- [EXERCISE DIRECTIONS]
Go to the line holding "Target: rectangular window" in the entries below and write out exactly every line down to and including the line holding "Each instance of the car headlight".

Data items
== Segment start ==

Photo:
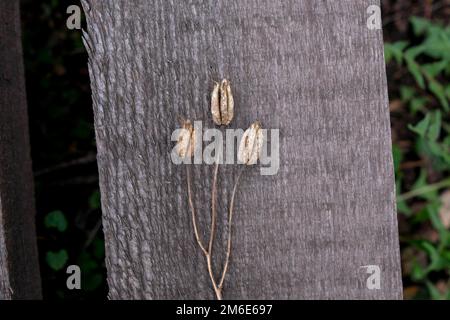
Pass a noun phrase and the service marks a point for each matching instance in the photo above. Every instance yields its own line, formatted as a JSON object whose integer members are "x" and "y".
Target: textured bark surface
{"x": 19, "y": 268}
{"x": 309, "y": 68}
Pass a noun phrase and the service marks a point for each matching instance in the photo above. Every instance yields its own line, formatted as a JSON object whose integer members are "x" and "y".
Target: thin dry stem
{"x": 197, "y": 236}
{"x": 213, "y": 207}
{"x": 230, "y": 220}
{"x": 191, "y": 205}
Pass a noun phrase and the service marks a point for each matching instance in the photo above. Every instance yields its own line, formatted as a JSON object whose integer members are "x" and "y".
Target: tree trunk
{"x": 19, "y": 268}
{"x": 312, "y": 69}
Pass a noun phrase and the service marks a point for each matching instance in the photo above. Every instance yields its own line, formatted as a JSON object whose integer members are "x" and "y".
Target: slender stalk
{"x": 207, "y": 253}
{"x": 191, "y": 205}
{"x": 213, "y": 207}
{"x": 230, "y": 220}
{"x": 424, "y": 190}
{"x": 217, "y": 290}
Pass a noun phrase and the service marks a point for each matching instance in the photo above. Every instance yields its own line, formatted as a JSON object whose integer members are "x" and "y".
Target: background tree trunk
{"x": 309, "y": 68}
{"x": 19, "y": 268}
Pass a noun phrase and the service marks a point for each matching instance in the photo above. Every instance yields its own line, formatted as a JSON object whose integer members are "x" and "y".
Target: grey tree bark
{"x": 312, "y": 69}
{"x": 19, "y": 268}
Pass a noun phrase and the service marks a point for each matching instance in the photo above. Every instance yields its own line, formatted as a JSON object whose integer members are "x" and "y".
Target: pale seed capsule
{"x": 215, "y": 105}
{"x": 251, "y": 144}
{"x": 222, "y": 103}
{"x": 186, "y": 140}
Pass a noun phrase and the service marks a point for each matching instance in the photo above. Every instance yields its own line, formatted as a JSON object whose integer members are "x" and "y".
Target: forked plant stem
{"x": 230, "y": 223}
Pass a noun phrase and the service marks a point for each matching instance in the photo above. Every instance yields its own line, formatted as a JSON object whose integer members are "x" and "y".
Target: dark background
{"x": 63, "y": 145}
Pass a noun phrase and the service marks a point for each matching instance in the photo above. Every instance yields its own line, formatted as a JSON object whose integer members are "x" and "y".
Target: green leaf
{"x": 421, "y": 127}
{"x": 414, "y": 69}
{"x": 394, "y": 50}
{"x": 56, "y": 219}
{"x": 57, "y": 260}
{"x": 440, "y": 93}
{"x": 397, "y": 157}
{"x": 418, "y": 104}
{"x": 434, "y": 129}
{"x": 435, "y": 68}
{"x": 420, "y": 25}
{"x": 434, "y": 292}
{"x": 407, "y": 93}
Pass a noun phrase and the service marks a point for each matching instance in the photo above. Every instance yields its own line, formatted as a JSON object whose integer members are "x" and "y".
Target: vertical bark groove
{"x": 19, "y": 268}
{"x": 309, "y": 68}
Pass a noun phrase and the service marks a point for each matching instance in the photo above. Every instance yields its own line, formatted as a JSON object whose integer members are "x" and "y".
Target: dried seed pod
{"x": 186, "y": 140}
{"x": 215, "y": 105}
{"x": 222, "y": 103}
{"x": 251, "y": 144}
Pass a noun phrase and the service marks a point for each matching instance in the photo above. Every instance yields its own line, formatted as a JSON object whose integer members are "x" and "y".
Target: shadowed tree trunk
{"x": 19, "y": 269}
{"x": 312, "y": 69}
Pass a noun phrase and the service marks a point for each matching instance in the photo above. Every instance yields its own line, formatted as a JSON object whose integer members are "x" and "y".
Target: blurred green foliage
{"x": 427, "y": 61}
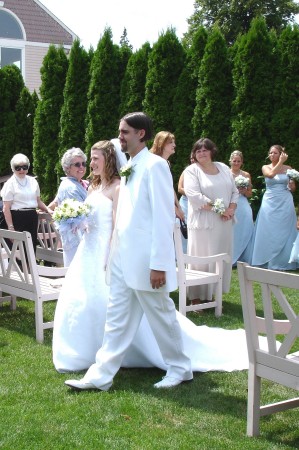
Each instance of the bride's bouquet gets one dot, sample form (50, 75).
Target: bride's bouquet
(293, 174)
(71, 220)
(218, 206)
(242, 182)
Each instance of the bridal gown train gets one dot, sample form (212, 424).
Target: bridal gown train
(81, 308)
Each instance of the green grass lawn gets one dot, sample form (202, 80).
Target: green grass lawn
(37, 411)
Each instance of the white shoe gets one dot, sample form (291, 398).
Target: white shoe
(80, 385)
(169, 382)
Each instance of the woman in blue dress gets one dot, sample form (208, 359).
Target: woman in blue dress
(275, 230)
(243, 226)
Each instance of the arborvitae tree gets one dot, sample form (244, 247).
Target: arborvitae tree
(124, 41)
(165, 65)
(11, 85)
(73, 112)
(285, 123)
(25, 111)
(104, 92)
(184, 104)
(214, 93)
(125, 53)
(234, 17)
(253, 76)
(47, 121)
(35, 100)
(133, 83)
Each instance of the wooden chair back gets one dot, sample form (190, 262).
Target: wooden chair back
(21, 276)
(274, 315)
(190, 277)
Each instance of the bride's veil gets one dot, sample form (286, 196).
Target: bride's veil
(121, 159)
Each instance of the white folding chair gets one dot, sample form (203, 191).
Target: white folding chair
(276, 363)
(190, 277)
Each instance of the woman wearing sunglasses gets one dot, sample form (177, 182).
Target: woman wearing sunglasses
(21, 197)
(73, 163)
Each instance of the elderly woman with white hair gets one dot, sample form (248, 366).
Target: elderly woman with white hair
(21, 198)
(72, 186)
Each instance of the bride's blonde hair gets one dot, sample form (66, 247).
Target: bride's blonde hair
(108, 151)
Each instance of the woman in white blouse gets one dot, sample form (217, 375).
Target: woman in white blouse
(209, 231)
(21, 198)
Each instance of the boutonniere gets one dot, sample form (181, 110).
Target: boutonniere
(126, 171)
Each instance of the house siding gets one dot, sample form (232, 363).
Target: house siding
(41, 30)
(34, 59)
(39, 25)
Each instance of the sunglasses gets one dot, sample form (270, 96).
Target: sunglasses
(78, 165)
(24, 167)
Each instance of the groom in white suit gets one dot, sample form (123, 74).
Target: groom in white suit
(142, 264)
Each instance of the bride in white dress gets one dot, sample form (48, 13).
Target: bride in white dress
(81, 308)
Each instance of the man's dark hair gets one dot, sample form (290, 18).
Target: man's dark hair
(140, 121)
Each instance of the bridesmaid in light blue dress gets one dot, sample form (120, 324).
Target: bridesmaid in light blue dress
(184, 205)
(275, 230)
(243, 226)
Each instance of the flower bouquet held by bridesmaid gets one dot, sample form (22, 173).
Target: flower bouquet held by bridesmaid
(243, 226)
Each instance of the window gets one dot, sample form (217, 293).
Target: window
(11, 40)
(9, 26)
(11, 56)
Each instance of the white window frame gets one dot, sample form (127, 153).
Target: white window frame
(15, 43)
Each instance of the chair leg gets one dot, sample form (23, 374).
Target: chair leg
(39, 321)
(182, 299)
(13, 302)
(253, 403)
(218, 298)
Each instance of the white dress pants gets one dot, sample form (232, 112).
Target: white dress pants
(125, 309)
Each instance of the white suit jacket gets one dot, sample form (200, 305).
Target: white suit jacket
(145, 221)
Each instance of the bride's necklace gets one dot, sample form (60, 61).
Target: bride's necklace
(19, 182)
(101, 188)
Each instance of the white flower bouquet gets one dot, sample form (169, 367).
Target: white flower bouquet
(71, 219)
(126, 171)
(293, 174)
(218, 206)
(242, 182)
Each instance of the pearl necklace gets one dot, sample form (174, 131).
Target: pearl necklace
(21, 184)
(101, 189)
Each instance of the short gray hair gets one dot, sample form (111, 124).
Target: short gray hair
(18, 160)
(69, 155)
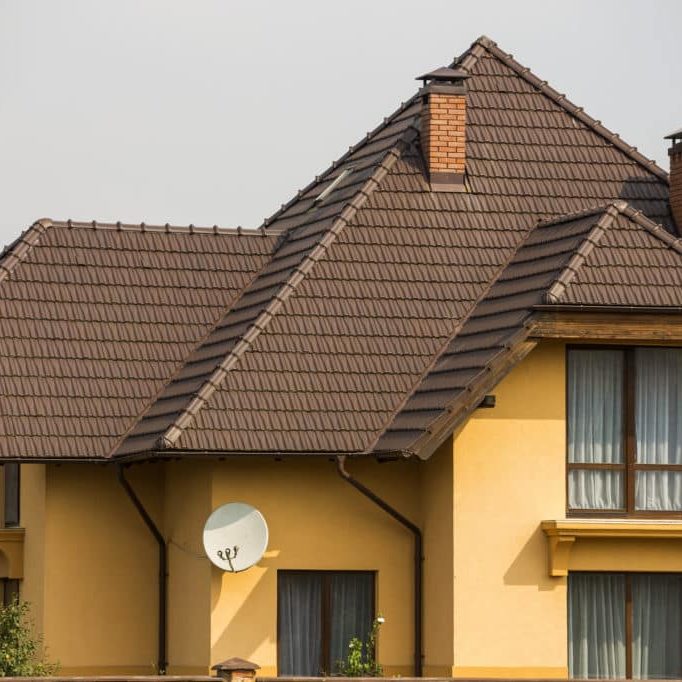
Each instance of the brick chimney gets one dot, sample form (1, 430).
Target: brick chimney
(675, 153)
(443, 128)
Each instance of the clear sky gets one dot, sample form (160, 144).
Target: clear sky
(217, 111)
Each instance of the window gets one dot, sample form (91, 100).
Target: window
(11, 487)
(318, 612)
(625, 625)
(625, 430)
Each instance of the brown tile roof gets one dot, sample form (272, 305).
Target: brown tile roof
(611, 256)
(97, 317)
(337, 333)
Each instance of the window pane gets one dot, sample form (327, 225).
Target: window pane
(352, 598)
(595, 489)
(299, 611)
(658, 405)
(658, 490)
(596, 625)
(657, 631)
(595, 406)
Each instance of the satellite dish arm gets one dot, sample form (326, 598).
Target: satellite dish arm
(418, 558)
(162, 662)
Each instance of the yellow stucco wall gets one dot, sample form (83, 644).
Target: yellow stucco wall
(316, 521)
(187, 506)
(491, 609)
(100, 567)
(32, 513)
(509, 464)
(437, 486)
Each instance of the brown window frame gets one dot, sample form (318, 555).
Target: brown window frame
(629, 467)
(326, 664)
(629, 614)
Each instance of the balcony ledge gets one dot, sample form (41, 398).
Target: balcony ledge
(562, 535)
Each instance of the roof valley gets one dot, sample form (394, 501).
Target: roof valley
(155, 430)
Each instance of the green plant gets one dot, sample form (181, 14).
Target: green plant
(20, 649)
(361, 659)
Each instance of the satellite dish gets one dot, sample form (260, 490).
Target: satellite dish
(235, 537)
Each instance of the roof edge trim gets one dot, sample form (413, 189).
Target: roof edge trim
(170, 437)
(515, 349)
(561, 99)
(21, 247)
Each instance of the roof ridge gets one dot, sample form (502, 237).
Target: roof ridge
(167, 228)
(438, 355)
(568, 273)
(152, 401)
(340, 161)
(210, 385)
(19, 249)
(654, 228)
(575, 215)
(472, 54)
(506, 58)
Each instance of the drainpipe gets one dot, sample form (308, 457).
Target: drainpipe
(418, 558)
(163, 568)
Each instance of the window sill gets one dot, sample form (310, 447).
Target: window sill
(563, 534)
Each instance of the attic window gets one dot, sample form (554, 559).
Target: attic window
(322, 196)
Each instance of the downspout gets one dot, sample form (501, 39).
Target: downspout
(163, 568)
(418, 580)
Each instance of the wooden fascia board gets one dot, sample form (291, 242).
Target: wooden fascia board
(607, 326)
(463, 407)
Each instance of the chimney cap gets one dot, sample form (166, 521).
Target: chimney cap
(444, 75)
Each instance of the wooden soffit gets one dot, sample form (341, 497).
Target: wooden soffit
(562, 535)
(607, 325)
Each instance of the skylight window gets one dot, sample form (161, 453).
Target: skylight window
(322, 196)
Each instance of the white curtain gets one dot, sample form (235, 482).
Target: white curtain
(658, 424)
(596, 625)
(656, 626)
(352, 597)
(300, 623)
(595, 427)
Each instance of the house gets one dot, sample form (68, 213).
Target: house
(448, 373)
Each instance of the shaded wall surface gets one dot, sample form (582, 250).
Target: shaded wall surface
(491, 608)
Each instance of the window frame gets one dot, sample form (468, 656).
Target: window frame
(628, 610)
(326, 574)
(629, 467)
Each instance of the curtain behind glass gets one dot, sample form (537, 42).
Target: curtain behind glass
(300, 623)
(656, 626)
(352, 601)
(596, 625)
(595, 427)
(658, 425)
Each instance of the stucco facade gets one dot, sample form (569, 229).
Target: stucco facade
(491, 607)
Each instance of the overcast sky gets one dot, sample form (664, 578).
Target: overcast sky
(216, 111)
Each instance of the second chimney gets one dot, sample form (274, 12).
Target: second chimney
(675, 153)
(443, 128)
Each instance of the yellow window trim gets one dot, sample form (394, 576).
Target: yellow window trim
(563, 534)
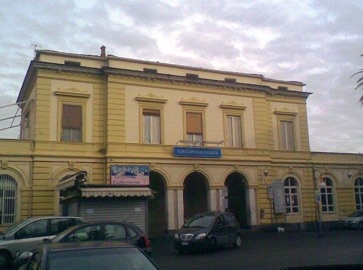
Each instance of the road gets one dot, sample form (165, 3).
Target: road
(270, 250)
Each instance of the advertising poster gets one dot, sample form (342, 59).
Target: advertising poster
(130, 175)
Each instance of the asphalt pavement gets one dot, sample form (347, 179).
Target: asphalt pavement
(272, 250)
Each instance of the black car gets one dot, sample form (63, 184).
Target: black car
(93, 255)
(207, 231)
(106, 231)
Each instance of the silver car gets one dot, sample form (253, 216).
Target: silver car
(29, 232)
(354, 220)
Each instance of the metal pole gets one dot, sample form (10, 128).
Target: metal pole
(318, 203)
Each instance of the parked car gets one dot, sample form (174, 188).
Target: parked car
(92, 255)
(354, 220)
(207, 231)
(106, 231)
(29, 232)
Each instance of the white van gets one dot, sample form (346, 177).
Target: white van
(29, 232)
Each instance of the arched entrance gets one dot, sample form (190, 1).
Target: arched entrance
(236, 185)
(157, 221)
(195, 194)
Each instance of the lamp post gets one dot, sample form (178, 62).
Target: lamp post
(318, 200)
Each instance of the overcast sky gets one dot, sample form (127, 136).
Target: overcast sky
(316, 42)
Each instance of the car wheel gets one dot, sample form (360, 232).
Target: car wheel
(4, 260)
(212, 245)
(238, 242)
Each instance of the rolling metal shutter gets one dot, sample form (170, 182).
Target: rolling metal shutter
(131, 210)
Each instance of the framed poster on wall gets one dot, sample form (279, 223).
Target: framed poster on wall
(130, 175)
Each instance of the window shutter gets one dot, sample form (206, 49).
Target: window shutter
(194, 123)
(72, 117)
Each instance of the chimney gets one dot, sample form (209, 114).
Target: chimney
(103, 52)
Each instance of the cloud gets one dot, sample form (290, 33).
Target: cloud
(316, 42)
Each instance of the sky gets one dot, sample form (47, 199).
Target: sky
(317, 42)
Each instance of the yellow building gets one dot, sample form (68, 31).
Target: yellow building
(211, 139)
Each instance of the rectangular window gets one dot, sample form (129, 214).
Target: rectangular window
(194, 126)
(71, 123)
(234, 136)
(287, 135)
(327, 202)
(152, 126)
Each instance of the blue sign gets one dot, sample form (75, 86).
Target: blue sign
(201, 152)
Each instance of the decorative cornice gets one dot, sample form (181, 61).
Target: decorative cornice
(71, 92)
(233, 105)
(151, 98)
(285, 111)
(194, 102)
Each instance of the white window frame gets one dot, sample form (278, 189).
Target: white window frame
(327, 195)
(292, 203)
(151, 126)
(358, 193)
(8, 199)
(287, 135)
(194, 136)
(234, 131)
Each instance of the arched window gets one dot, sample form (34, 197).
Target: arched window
(327, 195)
(291, 195)
(8, 187)
(358, 190)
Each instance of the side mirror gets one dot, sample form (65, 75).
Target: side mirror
(22, 259)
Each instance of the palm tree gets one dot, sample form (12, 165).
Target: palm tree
(359, 82)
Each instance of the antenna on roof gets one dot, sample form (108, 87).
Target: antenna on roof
(34, 45)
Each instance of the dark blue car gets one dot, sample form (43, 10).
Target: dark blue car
(207, 231)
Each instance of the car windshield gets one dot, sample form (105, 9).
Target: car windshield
(199, 221)
(356, 214)
(14, 227)
(99, 258)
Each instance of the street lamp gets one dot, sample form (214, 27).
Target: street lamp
(318, 199)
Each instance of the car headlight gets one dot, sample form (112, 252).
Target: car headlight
(201, 236)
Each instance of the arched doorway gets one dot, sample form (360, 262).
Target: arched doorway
(195, 194)
(236, 185)
(157, 221)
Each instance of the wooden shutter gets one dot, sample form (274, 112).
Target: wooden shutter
(194, 123)
(72, 117)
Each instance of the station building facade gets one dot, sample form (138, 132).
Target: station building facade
(212, 140)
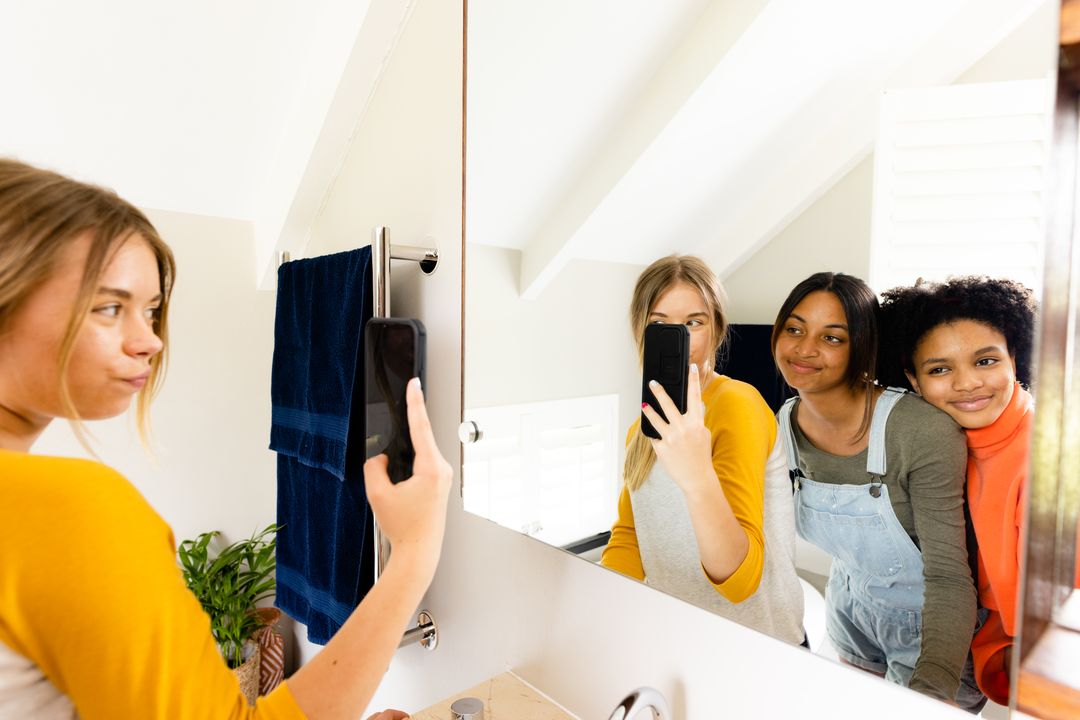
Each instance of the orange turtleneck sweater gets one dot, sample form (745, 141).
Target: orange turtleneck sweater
(997, 478)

== Segment end ==

- [EXERCISE RESPONSE]
Target: rectangular window
(194, 126)
(71, 123)
(234, 136)
(287, 135)
(327, 202)
(152, 126)
Each instance of the blue sign gets one dot, sample form (75, 86).
Target: blue sign
(201, 152)
Each instance of the decorative cornice gets one dot, sample form (181, 61).
Target: decorative cornice
(71, 92)
(233, 105)
(151, 98)
(285, 111)
(194, 102)
Each instance of the white window frame gets one dot, sample form (278, 189).
Target: white window frame
(327, 195)
(292, 203)
(151, 126)
(358, 193)
(8, 199)
(287, 135)
(194, 136)
(234, 131)
Each instance of the arched window gets one dot, sample form (34, 197).
Target: arched window
(327, 195)
(291, 195)
(8, 187)
(358, 190)
Each instance of the side mirror gets one dot, sample form (65, 75).
Target: side mirror
(22, 259)
Each instance of the palm tree gets one dot, sample form (12, 165).
Target: palm tree
(359, 82)
Each instance of the antenna on roof gets one dot, sample form (108, 87).
Target: antenna on roof
(34, 45)
Each instance of the dark blue car gets one dot, sample form (43, 10).
Target: dark blue car
(207, 231)
Each instance of the car windshield gets one dot, sample form (105, 9).
Target: car windshield
(199, 221)
(356, 214)
(14, 227)
(99, 258)
Each instance of the street lamp gets one dot, sample form (214, 27).
Target: street lamp
(318, 199)
Each instance of the car headlight gets one dot, sample form (112, 252).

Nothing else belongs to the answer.